SET EXERCISE A :: Print the passage of the cloud deployment transcript from "Okay. It's interesting." to "running Pega Cloud?", word for word.

TEXT TO READ ::

[START]

Okay. It's interesting. So I mean, I know you're going through this cloud transition. How are your customers actually thinking about where they're deploying to when they get to the actual purchase end of it? How do they think about going on-prem versus running Pega Cloud?

Kenneth Stillwell

executive
#8

So we typically -- our clients are typically -- I would say, given that some small percentage of our business is perpetual, you still do have the conversation about clients wanting to buy perpetual license and put it in their own data center. I'd say that's definitely not the norm anymore. But typically, clients are looking to do 1 or 2 things. They want us to manage their application or they would like to buy our technology and they want to manage it inside of their virtual private cloud. So we call that Client Cloud versus Pega Cloud. Pega Cloud is where we manage it. Client Cloud is where they manage it. What we've seen really kind of at a very accelerated pace in the last, say, 2 to 3 years is clients moving more to everything has to be done in some type of a cloud. And I say cloud, meaning, there's just so much dependency on other applications. There's so many -- so much security challenges, et cetera. So they either need -- they either use us for things where they really don't have the bandwidth or the capacity to manage or they try to use -- they use us inside their own virtual private cloud, like whether they use AWS or GCP or Azure, Pivotal or whatever they rolled for their own cloud, where they may have certain either security or internal policies where they need to manage it themselves. So that's why we really endorsed the concept of Cloud Choice, which is what does the client need? A good example is financial services, which is probably the easiest one to kind of understand. If you go through and understand the evolution in financial services, about 5 years ago, there were not many applications that the regulators would allow to be a managed provider data. If you look now, it's probably north of 50%, but there's still a lot that they want. And if you talk -- if you listen to -- if you listen to Jamie Dimon or the like, they'll talk about how they're trying to convince the regulators they can move more to the cloud, but the reality is there's the pace at which they can do that. So my view personally is you'll never see everything in managed third-party clouds, because there will be this balance. But I think you've seen the momentum of trying to get as much as you can there.

[END]

SET EXERCISE B :: Output every one of the records that follow, reproducing each line without any change.

[Records from a collection]
[START]

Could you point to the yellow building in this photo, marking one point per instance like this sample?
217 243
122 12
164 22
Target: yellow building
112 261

[END]

EXERCISE RESPONSE A ::
Okay. It's interesting. So I mean, I know you're going through this cloud transition. How are your customers actually thinking about where they're deploying to when they get to the actual purchase end of it? How do they think about going on-prem versus running Pega Cloud?

EXERCISE RESPONSE B ::
Could you point to the yellow building in this photo, marking one point per instance like this sample?
217 243
122 12
164 22
Target: yellow building
112 261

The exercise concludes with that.